◆ ASSIGNED TASK ◆
Restate all of the entries verbatim.

◆ INPUT FOR THIS TASK ◆
++++++++
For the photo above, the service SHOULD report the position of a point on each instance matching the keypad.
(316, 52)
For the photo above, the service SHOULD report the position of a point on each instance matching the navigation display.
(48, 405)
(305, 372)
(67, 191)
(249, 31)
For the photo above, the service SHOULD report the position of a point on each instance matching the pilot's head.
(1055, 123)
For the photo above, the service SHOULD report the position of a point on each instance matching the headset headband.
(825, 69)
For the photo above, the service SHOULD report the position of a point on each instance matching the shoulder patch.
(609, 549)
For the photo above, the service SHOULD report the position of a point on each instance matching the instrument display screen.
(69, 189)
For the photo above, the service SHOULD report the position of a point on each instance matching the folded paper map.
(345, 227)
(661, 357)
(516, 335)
++++++++
◆ EXERCISE ANSWER ◆
For the photo above, the service SHOULD report the position of a point on each instance matching the keypad.
(316, 52)
For the photo above, the service SHOULD report the position of a point on each instance matching the navigation display.
(48, 405)
(305, 372)
(67, 191)
(249, 31)
For the photo above, the service SHOULD report the position of a point on each instance matching the pilot's head.
(1055, 123)
For the photo above, the service SHOULD report the position of a point on each instance matching the headset headband.
(825, 69)
For the photo above, the service SHOULD report the position of a point on each instance matching the shoulder patch.
(609, 549)
For the photo above, the service SHOULD report the position of a point on each instance matching the instrument display screen.
(69, 189)
For the photo above, the service SHOULD report the position of a point on each instance matching the folded paper map.
(345, 227)
(661, 357)
(516, 335)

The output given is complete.